*TASK ITEM*: From the line that contains "Task: identify the woman's hand" down to the final line of the listing below, set down every line exactly, both ends included, and drop the pictures.

*INPUT MATERIAL*:
══════════════════════════════
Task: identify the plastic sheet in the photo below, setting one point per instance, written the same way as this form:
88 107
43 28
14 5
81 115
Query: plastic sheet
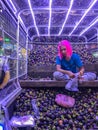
22 121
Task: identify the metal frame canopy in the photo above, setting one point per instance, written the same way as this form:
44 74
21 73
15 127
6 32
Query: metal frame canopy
57 17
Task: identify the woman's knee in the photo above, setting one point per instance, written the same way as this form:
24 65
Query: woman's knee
90 76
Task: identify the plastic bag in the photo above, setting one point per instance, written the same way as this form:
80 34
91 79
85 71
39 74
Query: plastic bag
64 100
22 121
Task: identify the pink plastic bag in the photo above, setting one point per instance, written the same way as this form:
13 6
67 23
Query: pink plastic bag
64 100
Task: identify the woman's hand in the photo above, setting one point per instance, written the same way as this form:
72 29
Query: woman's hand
71 74
81 73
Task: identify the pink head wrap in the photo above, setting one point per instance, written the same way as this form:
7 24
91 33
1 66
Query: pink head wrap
68 48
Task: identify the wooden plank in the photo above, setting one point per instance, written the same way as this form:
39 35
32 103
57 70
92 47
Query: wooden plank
54 83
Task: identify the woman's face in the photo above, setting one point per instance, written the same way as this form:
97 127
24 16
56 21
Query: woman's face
63 50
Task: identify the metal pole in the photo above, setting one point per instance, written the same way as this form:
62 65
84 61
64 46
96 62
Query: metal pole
17 36
26 54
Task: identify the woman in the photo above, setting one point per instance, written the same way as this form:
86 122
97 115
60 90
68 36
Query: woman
4 73
70 66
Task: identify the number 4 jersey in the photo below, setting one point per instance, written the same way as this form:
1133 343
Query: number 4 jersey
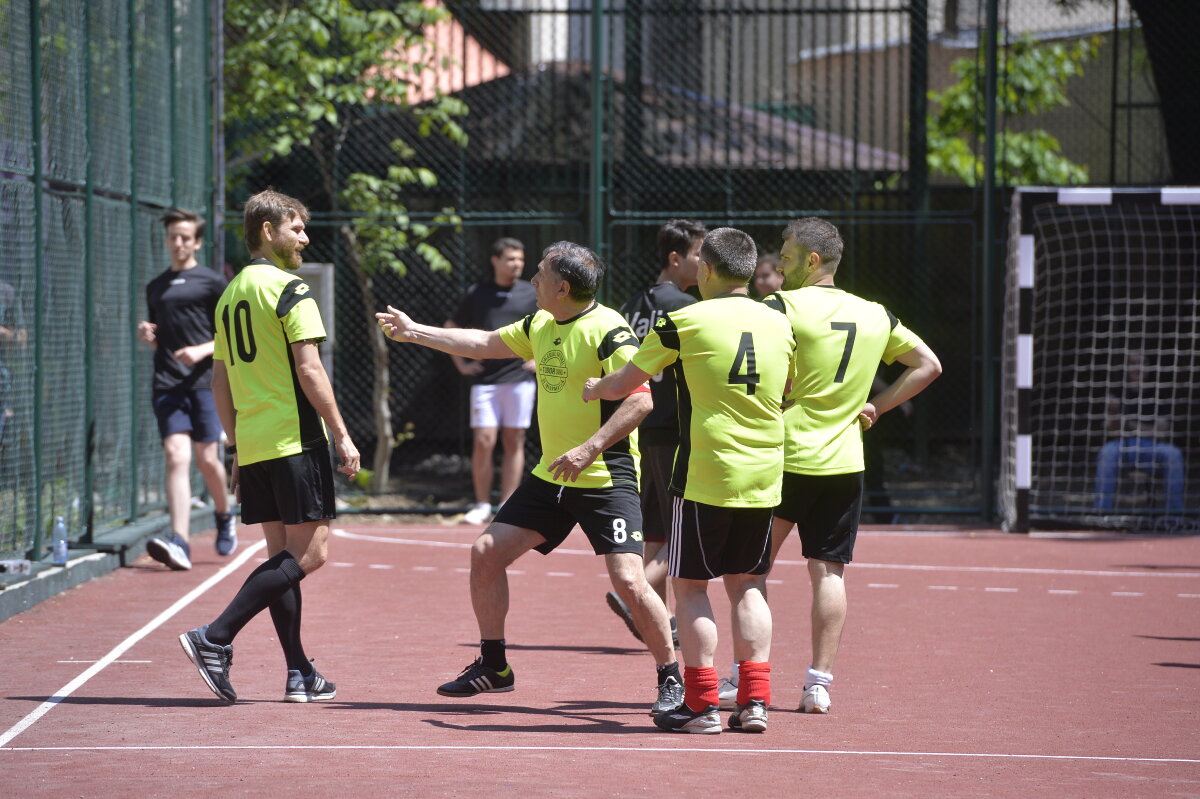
══════════════════════════════
*RESPONSE BOX*:
Task: identify the woman's hand in the photo above, setting one point per instance, written the same way as this form:
72 29
Query: woman's hand
71 74
81 73
Task: identify the pink head wrap in the photo above, setting one point per instance, written the same way as this form:
7 24
91 33
1 66
Query: pink head wrap
68 48
Task: identify the wooden plank in the photo above, setting one point per instance, written the same way as this form:
39 35
32 103
57 70
92 47
Query: wooden plank
54 83
Task: identify the woman's face in the photo above, setting one point per instance, written the same way as this form:
97 127
24 16
56 21
Query: woman's face
63 50
Task: identify the metal pole in the photo above, setting one point per instance, written the same way as this form:
62 65
84 61
64 46
96 62
Query: metal pole
17 36
26 54
Task: identify the woman in the photo above, setting one point per instance, written the same way as this form:
86 122
97 115
60 90
68 36
Query: woman
4 73
70 66
Task: identify the number 4 jersey in the photo below, setting one point per instance, written the same way as this form:
1133 343
Query: number 4 jersey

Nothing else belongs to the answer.